> [What you should do]: Could you return all of the material below line for line, unchanged, but without the pictures?
+++ Input rows
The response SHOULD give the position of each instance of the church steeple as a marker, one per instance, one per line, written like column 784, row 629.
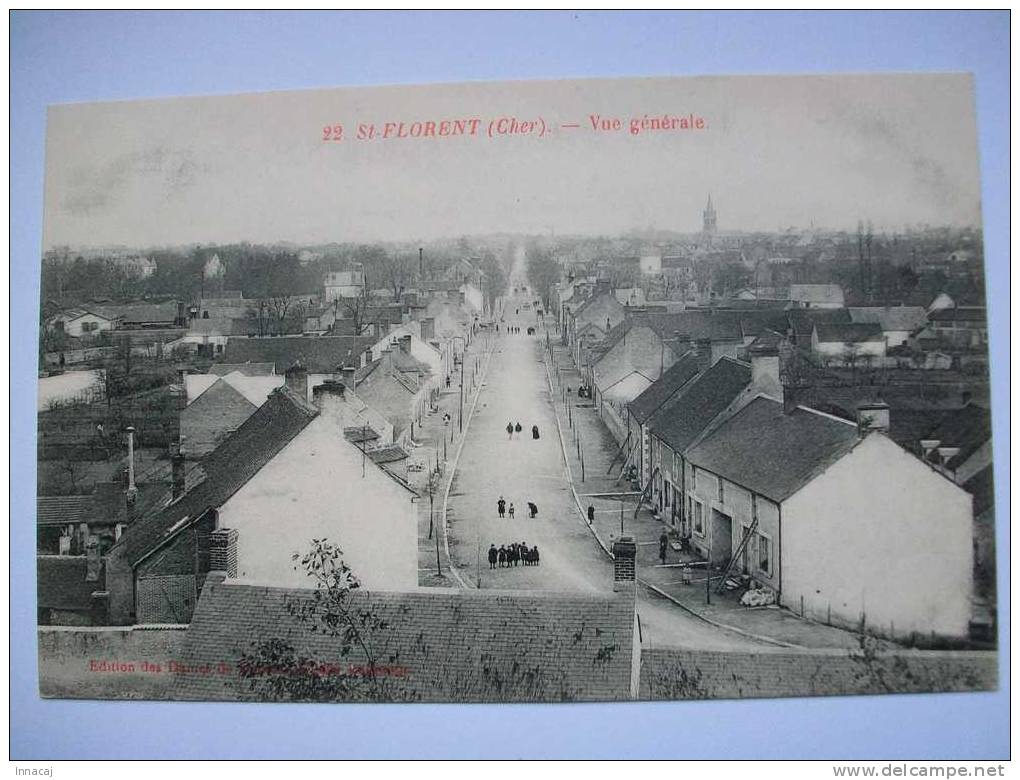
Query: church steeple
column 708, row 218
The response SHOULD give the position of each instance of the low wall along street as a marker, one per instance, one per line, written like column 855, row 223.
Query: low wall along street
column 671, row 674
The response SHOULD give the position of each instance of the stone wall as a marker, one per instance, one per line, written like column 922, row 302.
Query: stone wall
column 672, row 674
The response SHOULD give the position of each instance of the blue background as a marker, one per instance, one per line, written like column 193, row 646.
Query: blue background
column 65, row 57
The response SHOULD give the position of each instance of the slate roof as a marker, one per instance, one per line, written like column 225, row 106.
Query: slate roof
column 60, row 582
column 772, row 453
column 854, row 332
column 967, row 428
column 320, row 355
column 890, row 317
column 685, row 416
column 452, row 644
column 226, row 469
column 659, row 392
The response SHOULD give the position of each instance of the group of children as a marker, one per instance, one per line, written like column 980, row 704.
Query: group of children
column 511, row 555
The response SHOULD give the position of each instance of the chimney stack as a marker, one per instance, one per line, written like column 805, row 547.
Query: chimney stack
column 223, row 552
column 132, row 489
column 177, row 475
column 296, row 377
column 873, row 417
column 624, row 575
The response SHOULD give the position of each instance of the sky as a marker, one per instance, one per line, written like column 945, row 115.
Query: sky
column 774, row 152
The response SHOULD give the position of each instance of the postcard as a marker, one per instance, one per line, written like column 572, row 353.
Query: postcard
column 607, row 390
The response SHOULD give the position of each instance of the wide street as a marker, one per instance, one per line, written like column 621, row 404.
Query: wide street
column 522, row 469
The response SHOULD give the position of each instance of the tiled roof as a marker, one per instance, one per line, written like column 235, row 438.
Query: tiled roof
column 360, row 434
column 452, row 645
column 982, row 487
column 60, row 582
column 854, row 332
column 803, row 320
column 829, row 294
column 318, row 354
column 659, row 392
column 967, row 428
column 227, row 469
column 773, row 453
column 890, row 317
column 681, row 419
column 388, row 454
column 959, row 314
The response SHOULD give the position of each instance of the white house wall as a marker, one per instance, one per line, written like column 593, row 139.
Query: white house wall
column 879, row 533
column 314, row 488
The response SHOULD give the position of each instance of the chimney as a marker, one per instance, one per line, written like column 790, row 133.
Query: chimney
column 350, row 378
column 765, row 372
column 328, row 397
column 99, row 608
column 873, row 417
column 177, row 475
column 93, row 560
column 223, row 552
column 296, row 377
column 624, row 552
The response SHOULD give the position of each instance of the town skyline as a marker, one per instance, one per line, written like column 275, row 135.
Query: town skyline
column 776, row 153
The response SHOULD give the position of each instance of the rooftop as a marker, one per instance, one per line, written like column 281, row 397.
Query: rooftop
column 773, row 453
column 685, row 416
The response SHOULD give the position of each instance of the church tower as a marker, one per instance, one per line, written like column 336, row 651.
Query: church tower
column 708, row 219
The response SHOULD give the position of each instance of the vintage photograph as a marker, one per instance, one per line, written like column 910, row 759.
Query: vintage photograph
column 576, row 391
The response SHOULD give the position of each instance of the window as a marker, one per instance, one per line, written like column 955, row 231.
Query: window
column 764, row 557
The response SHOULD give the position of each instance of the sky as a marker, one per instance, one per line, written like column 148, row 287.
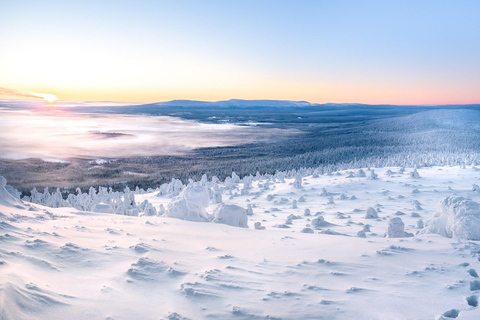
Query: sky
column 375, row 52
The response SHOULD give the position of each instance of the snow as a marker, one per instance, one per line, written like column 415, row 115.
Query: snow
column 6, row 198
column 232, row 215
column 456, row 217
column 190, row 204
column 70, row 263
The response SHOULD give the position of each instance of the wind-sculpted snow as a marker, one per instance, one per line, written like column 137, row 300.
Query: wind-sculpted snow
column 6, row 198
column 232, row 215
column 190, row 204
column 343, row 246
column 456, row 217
++++++
> [Solved exercise]:
The response SHOULD give the position of each instance of the church steeple as a marker, one per instance, one per line, written like column 784, row 629.
Query: church steeple
column 708, row 218
The response SHOULD give the position of each instance of the low wall along street as a marker, one per instance, one per line, written like column 855, row 223.
Query: low wall along street
column 671, row 674
The response SHOULD give the position of each instance of the stone wall as a marker, one per instance, one per line, written like column 922, row 302.
Query: stone wall
column 672, row 674
The response SHOULD give the position of each instance of the blue background as a marker, one per instance, one per line, written like column 193, row 646.
Query: blue background
column 65, row 57
The response SHOULD give the position of each instance of the slate roof as a marker, one per instance, one per line, written like column 225, row 106.
Query: slate roof
column 60, row 582
column 772, row 453
column 854, row 332
column 967, row 428
column 320, row 355
column 890, row 317
column 685, row 416
column 452, row 644
column 226, row 469
column 659, row 392
The response SHOULD give the position of each instance of the group of children as a marker, one per instance, one per line, written like column 980, row 704.
Query: group of children
column 511, row 555
The response SHOULD give the position of each instance of the chimney stack as a marker, one per instance, one per line, written like column 805, row 547.
Query: chimney stack
column 223, row 552
column 132, row 489
column 177, row 475
column 296, row 377
column 873, row 417
column 624, row 575
The response SHOULD give the position of each instance of the sky as a marker, one per instance, one per line, written like column 945, row 115.
Query: sky
column 774, row 152
The response SHOULD give the position of each instance of the postcard as a marker, one per instance, one per line, written like column 572, row 353.
Query: postcard
column 607, row 390
The response SHOULD give the position of each instance of the wide street as a marker, one per instance, one per line, written like column 621, row 404.
Query: wide street
column 522, row 469
The response SHOULD give the position of each instance of the tiled roof as a marker, one per instance, one per line, written like column 235, row 438.
Query: tiled roof
column 360, row 434
column 452, row 645
column 982, row 487
column 60, row 582
column 854, row 332
column 803, row 320
column 829, row 294
column 318, row 354
column 659, row 392
column 967, row 428
column 227, row 469
column 773, row 453
column 890, row 317
column 681, row 419
column 388, row 454
column 959, row 314
The response SHOULD give the position of each instance of the white house wall as a marker, one per instance, one per line, written like column 593, row 139.
Query: white house wall
column 879, row 533
column 314, row 488
The response SHOULD give the position of each instance of the chimney as a marker, one per instance, one per line, written like column 790, row 133.
Query: chimney
column 350, row 378
column 765, row 372
column 328, row 397
column 99, row 608
column 873, row 417
column 177, row 475
column 93, row 560
column 223, row 552
column 296, row 377
column 624, row 552
The response SHOULD give the position of each instance of the town skyline as a marker, one per instance, one per line, written like column 275, row 135.
Query: town skyline
column 776, row 153
The response SHOULD give the position of each instance of the rooftop as a marker, one per instance, one per line, written like column 281, row 397.
Query: rooftop
column 773, row 453
column 685, row 416
The response SHOULD give the position of each instance of the church tower as a marker, one per instance, one per line, written like column 336, row 651.
Query: church tower
column 708, row 219
The response SHOULD give the position of each instance of the vintage photograph as a marker, one per instance, one per line, written like column 910, row 759.
Query: vintage photograph
column 576, row 391
The response SHOULD give the position of each instance of the window as a marker, one per instance, one per line, written like column 955, row 231.
Query: window
column 764, row 557
The response SHOULD give the position of each instance of the sky as a marker, one per instance, one per line, written like column 148, row 287.
Query: sky
column 375, row 52
The response SHOULD give the position of each instance of the snow as a marker, one per instance, one per line, written like column 415, row 115.
Query: snow
column 6, row 198
column 232, row 215
column 456, row 217
column 190, row 204
column 70, row 263
The response SHOULD give the position of each instance of the wind-sculpted snow as a marker, one per instance, one per line, written like column 137, row 300.
Query: wind-sculpted snow
column 6, row 198
column 232, row 215
column 190, row 204
column 343, row 246
column 456, row 217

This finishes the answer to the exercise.